Activity. Output range, inclusive: from the line containing "Where can you see the green" to the line containing "Where can you see the parked". Restate those lines from the data below word for word and only those.

┄┄┄┄┄┄

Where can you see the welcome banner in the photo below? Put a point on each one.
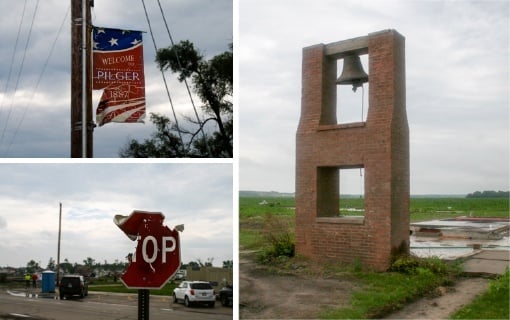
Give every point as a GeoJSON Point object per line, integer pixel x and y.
{"type": "Point", "coordinates": [118, 69]}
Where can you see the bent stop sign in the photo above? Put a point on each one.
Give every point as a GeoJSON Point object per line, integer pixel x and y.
{"type": "Point", "coordinates": [157, 257]}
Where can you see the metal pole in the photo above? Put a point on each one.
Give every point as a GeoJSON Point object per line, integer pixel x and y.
{"type": "Point", "coordinates": [143, 304]}
{"type": "Point", "coordinates": [84, 123]}
{"type": "Point", "coordinates": [58, 250]}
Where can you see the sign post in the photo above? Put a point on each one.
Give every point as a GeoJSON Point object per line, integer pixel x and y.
{"type": "Point", "coordinates": [157, 257]}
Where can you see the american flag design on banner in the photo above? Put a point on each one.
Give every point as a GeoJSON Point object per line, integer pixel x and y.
{"type": "Point", "coordinates": [118, 69]}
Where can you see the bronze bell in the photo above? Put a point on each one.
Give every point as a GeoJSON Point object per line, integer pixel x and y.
{"type": "Point", "coordinates": [353, 72]}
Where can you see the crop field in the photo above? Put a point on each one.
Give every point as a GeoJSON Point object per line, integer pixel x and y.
{"type": "Point", "coordinates": [254, 211]}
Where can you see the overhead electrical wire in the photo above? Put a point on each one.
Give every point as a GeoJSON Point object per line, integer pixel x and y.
{"type": "Point", "coordinates": [164, 78]}
{"type": "Point", "coordinates": [185, 81]}
{"type": "Point", "coordinates": [20, 70]}
{"type": "Point", "coordinates": [39, 79]}
{"type": "Point", "coordinates": [13, 56]}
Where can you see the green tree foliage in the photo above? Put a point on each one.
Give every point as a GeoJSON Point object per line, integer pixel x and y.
{"type": "Point", "coordinates": [212, 81]}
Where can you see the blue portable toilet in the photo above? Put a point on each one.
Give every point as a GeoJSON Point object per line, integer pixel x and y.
{"type": "Point", "coordinates": [48, 281]}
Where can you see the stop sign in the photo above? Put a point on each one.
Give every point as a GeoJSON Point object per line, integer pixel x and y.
{"type": "Point", "coordinates": [157, 257]}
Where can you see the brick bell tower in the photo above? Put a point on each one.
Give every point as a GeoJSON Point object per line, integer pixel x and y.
{"type": "Point", "coordinates": [379, 145]}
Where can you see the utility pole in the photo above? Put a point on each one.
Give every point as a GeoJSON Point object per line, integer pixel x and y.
{"type": "Point", "coordinates": [58, 250]}
{"type": "Point", "coordinates": [81, 84]}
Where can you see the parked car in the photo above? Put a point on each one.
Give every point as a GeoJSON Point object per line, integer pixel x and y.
{"type": "Point", "coordinates": [226, 296]}
{"type": "Point", "coordinates": [71, 285]}
{"type": "Point", "coordinates": [195, 292]}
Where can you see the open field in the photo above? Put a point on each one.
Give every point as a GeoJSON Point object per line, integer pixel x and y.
{"type": "Point", "coordinates": [253, 211]}
{"type": "Point", "coordinates": [338, 291]}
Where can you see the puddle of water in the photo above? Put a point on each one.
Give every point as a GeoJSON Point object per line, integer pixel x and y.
{"type": "Point", "coordinates": [453, 248]}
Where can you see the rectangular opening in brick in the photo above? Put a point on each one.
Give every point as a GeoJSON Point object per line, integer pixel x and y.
{"type": "Point", "coordinates": [352, 106]}
{"type": "Point", "coordinates": [340, 191]}
{"type": "Point", "coordinates": [352, 192]}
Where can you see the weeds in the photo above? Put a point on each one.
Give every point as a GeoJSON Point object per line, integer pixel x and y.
{"type": "Point", "coordinates": [279, 239]}
{"type": "Point", "coordinates": [493, 304]}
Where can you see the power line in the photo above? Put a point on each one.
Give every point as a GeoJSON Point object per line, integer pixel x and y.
{"type": "Point", "coordinates": [20, 70]}
{"type": "Point", "coordinates": [39, 79]}
{"type": "Point", "coordinates": [164, 78]}
{"type": "Point", "coordinates": [185, 81]}
{"type": "Point", "coordinates": [13, 55]}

┄┄┄┄┄┄

Output.
Where can you see the green tree foliage in the photo above? Put a point on each one.
Give every point as a GeoJSON Point object per line, integer pixel x and y.
{"type": "Point", "coordinates": [212, 81]}
Where can you see the blue portable toilet in the photo above? Put a point on each one.
Give every point as a GeoJSON Point object per line, integer pixel x and y.
{"type": "Point", "coordinates": [48, 281]}
Where can you see the stop sign in the photo above? Put a point on each one.
Give every point as a GeoJSON Point object per line, integer pixel x and y.
{"type": "Point", "coordinates": [157, 257]}
Where can you see the brick bell tower in the photo above? Put a point on each one.
Give every point as a GeoJSON Point object per line, integer pixel x and y.
{"type": "Point", "coordinates": [379, 145]}
Where can you see the utility pole in the photo above? Put a point on each one.
Give every point as a GeoJSON Point object per line, integer pixel x and y.
{"type": "Point", "coordinates": [58, 250]}
{"type": "Point", "coordinates": [81, 84]}
Where can you see the parked car in the photo above? Put a point on each one.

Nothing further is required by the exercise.